__Directive__:
Copy every one of the rows below word for word, with no changes.

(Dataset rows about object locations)
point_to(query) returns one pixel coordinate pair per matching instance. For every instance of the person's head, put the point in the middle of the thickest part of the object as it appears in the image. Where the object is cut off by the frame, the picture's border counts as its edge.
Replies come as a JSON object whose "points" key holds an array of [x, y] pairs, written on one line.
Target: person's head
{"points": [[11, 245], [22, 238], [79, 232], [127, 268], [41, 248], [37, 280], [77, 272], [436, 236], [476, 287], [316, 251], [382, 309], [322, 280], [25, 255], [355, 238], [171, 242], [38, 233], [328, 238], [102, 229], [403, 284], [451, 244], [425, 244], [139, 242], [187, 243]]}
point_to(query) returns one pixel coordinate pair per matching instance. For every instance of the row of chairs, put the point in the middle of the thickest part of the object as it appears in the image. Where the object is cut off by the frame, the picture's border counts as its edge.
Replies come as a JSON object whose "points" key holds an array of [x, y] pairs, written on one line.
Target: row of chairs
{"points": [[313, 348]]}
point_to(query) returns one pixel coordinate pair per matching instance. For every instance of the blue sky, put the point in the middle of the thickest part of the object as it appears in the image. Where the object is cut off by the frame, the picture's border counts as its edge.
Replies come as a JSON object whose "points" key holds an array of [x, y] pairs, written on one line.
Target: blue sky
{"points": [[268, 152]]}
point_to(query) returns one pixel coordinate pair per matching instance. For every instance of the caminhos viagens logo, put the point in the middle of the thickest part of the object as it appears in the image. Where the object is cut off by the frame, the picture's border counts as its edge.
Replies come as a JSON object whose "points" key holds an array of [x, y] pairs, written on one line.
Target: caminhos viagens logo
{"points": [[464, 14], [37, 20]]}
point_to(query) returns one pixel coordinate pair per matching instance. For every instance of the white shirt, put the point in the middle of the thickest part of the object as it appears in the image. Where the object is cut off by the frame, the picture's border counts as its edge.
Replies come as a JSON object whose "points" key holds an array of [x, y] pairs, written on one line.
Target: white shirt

__Completed exercise__:
point_to(query) returns one pixel coordinate pair per matching instance. For every instance of the person's head, put the point in the middle of the thickest part of the object as it appears in the image. Where the object is cut off by the frame, the picture's border counts as its edge.
Replies come as a JSON object whose "points" key holds an array of [x, y] pairs, written on one line.
Target: person's head
{"points": [[11, 245], [22, 238], [79, 232], [127, 268], [41, 248], [37, 280], [77, 272], [436, 236], [476, 287], [316, 251], [382, 309], [322, 280], [25, 255], [355, 238], [171, 242], [38, 233], [328, 238], [102, 229], [403, 284], [451, 244], [425, 244], [139, 242], [187, 243]]}
point_to(query) returns one pixel coordinate pair per matching instance. For every instance of the row of chairs, put the point in the middle of the thickest part of the object as it appears in the image. Where the object is cut off by the frame, the picture's border counts as its edge.
Replies come as a JSON object whose "points" key holds an array of [x, y] pairs, written on one line.
Target: row of chairs
{"points": [[313, 348]]}
point_to(query) returns one pixel coordinate pair per matching instance. For every instance of the blue sky, put the point in the middle of the thickest part of the object as it appears in the image. Where the object is cut off by the frame, the picture's border counts as its edge.
Replies come as a JSON object whose "points" key holds an array of [x, y] pairs, written on one line.
Target: blue sky
{"points": [[268, 152]]}
point_to(query) returns one pixel coordinate pair per matching instance. For every instance of the caminhos viagens logo, put the point in the middle of the thickest part of the object as it appears in the image. Where the object is cut off by the frame, the picture's border counts as its edge.
Replies come as a JSON object whose "points" key holds an array of [x, y] pairs, written on one line.
Target: caminhos viagens logo
{"points": [[464, 14], [37, 20]]}
point_to(query) returns one pixel coordinate pair per matching instance. For every instance of the white shirt, put the point in the middle of the thickest part of the object as it appears in the image. Where the object is cut off by the frame, the picture's border counts as its edge.
Replies come as a JSON object whose "points" key holds an array of [x, y] pairs, written on one line.
Target: white shirt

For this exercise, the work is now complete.